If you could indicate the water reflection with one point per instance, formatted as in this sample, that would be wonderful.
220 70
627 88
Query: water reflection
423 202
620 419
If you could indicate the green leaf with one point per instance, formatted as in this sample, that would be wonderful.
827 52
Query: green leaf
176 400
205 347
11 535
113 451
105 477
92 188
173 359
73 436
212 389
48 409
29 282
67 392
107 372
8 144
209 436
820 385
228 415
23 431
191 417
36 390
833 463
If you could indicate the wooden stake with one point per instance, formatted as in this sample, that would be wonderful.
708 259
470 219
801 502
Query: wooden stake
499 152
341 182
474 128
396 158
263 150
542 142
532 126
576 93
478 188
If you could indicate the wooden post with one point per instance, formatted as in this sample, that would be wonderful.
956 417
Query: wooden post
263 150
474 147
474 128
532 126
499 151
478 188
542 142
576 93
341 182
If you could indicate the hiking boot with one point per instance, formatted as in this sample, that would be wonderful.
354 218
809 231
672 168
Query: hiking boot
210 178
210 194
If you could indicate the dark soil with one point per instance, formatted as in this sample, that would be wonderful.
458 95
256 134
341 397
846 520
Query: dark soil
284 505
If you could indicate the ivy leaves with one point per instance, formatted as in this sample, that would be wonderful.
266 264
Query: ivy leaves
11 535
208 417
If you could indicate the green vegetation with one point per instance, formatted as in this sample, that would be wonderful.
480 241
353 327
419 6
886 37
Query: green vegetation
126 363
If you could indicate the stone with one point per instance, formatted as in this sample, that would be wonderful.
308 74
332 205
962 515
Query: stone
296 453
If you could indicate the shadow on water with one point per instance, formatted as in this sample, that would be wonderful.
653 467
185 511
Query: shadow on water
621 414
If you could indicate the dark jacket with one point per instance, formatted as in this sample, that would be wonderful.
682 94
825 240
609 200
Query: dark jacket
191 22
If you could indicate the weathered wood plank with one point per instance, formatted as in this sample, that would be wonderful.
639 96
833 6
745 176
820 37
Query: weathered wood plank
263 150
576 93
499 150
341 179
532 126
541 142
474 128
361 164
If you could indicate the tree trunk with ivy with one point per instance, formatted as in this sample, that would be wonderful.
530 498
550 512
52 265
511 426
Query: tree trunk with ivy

§ **REQUIRED TASK**:
Please copy the material again from the line containing "If you could indicate the wooden stake" through the final line, requests included, and give nothing else. Multiply every point coordinate in the answers by 2.1 and round to whole numbers with halves going up, but leave the sample coordinates in the requests as they are.

§ **EXERCISE SOLUTION**:
If you could indicate the wooden stake with one point per instance, formatted as in this sample, that would be wonderful.
708 259
470 219
801 502
Query: wooden stake
1048 319
716 382
995 269
832 332
552 315
1138 298
1117 265
1210 195
1004 395
If you could indicate the wooden post with one point per instance, formatted as in this sample, that would be wonderful.
956 417
Query: wooden post
552 315
995 309
995 269
1117 265
1048 317
1004 395
1138 298
1210 195
716 382
If you could indicate the hiking boot with one point per instance, formatted as in this sample, that would be wonderful.
354 218
809 231
672 168
Query: hiking boot
441 374
441 407
If you could indicate the dark soil with one point per instance, formatted as in this sample, that would be wonderful.
458 95
256 134
341 397
846 520
Query: dark soil
596 1061
If you could indicate the ivy leaves with one point per instance, formatted as in this sample, that would be wonderful.
266 264
Query: ivy leaves
23 1124
437 876
If you could indicate the green vegetation with one point per instance, formatted as in this sample, that would be wonderful.
480 241
353 327
419 6
886 37
Query: green vegetation
265 762
If you could indicate the stone with one point per instance, formatted as in this sample, that would be wonderful.
308 74
332 205
962 515
Query: stone
622 951
If you could indicate the shadow on water with one point per instance, formatted as in this sample, that would be wonderful.
653 467
185 511
Query: shadow on water
1304 869
If you could indicate the dark jacket with one point per instance, formatted as in this sample, that would be wonderful.
682 94
825 240
609 200
Query: dark jacket
401 46
If you could indicate the weathered wood plank with one point per instance, formatted as in this sample, that would be wonderful.
639 96
833 6
745 176
820 37
Query: weathered wood plank
552 315
1210 195
1048 315
716 376
1117 265
1136 298
995 269
758 344
If you could indicate the tree trunk with ivy with one point per instance, formatted as in this sample, that would be wonderful.
530 498
550 512
52 265
511 426
Query: tree trunk with ivy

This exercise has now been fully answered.